Work task A:
In the post about the Lightning Process commentary, how long has Camara Lundestad Joof's sister been sick with ME?
Work task B:
Write a few more sentences of the post about the Lightning Process commentary, picking up right after its last sentence.

*** Opening of Extract ***

A great commentary today in the newspaper Dagbladet (the same newspaper who has defended the LP trial in several articles and attacked those who criticise it). The commentary is written by an independent author called Camara Lundestad Joof who shares a weekly column with a few other authors/intellectuals.
Camara L. Joof writes about catching Epstein Barr virus when she was 14 and that her younger sister also got it. Camara suffered from post viral illness, but eventually got better. Her sister however developed ME and is still sick 19 years later.
Camara then writes about the planned study on Lightning Process, and that she has been following the debate.
She says she contributed to push her sister ten years ago into trying LP. What worries her most was seeing how her sister got trained in lying. If she let any negative thoughts in, she would make herself ill again. When asking how she was doing, she said she bubbled over with energy and that she did not "do" symptoms any longer. In the end her sister collapsed and ended up even worse than she was before LP.

*** Close of Extract ***
*** Opening of Record set ***

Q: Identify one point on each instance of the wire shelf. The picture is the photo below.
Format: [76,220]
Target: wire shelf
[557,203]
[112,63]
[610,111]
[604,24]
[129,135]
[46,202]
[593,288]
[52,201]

*** Close of Record set ***

Written response A:
19 years.

Written response B:
Camara says it's important that family and relatives speak up against the suspicion ME patients are met with.
When you say that ME is something that can be thought or motivated away, you put the burden of getting well on the patient. The responsibility is removed from the health service, from the doctors and the authorities. The bedridden person experiences the message is if you're lying there, you have only yourself to thank. Your illness becomes a choice, and you just don't want enough to get up . That's pretty insane.